### Task to carry out
Search the data for the word "pixels" and copy every line that contains it.

### Supplied records
--- START ---

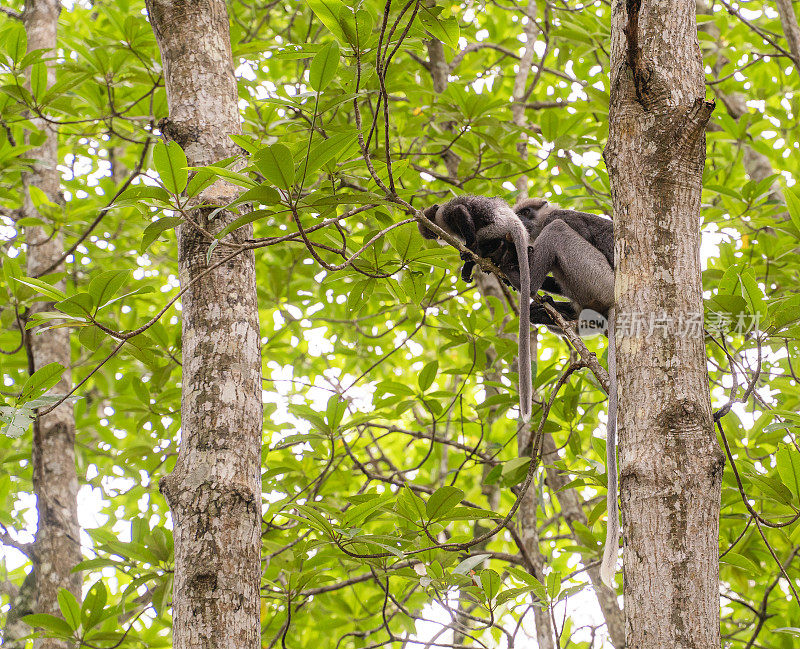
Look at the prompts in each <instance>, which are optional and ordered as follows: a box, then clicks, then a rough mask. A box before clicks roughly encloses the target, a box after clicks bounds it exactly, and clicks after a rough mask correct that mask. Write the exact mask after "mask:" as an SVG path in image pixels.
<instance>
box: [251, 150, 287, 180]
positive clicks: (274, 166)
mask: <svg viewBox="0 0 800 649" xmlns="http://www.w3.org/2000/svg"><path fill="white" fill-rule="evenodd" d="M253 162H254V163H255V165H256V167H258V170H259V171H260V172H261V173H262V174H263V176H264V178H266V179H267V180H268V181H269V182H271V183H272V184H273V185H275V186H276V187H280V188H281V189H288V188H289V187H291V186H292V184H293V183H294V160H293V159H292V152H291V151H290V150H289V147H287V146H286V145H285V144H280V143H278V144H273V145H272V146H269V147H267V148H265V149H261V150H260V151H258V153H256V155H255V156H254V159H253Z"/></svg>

--- END ---
--- START ---

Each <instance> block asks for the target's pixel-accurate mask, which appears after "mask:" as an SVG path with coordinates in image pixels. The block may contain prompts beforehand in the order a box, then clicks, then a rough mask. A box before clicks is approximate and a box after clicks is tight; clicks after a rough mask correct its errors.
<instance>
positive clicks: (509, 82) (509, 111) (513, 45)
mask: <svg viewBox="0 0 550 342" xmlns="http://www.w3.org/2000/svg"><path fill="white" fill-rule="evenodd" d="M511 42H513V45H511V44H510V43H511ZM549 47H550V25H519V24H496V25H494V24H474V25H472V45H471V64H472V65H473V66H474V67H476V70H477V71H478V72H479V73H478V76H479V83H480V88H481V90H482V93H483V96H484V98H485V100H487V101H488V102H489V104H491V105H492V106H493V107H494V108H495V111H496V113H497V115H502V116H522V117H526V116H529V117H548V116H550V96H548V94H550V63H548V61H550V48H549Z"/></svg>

--- END ---

### Response area
Look at the prompts in each <instance>, which are optional and ordered as follows: a box, then clicks, then a rough mask. A box before clicks roughly encloses the target, a box after clicks bounds it exactly, and clicks after a rough mask correct that mask. Write the exact mask after "mask:" as an SVG path in image pixels.
Each <instance> block asks for the target's pixel-accurate mask, which appears after "mask:" as an SVG path with coordinates in image pixels. The block may contain prompts beforehand in the order a box, then clicks, then a rough mask. A box before clicks is approximate and a box after clicks is tight; clicks after a rough mask correct its errors.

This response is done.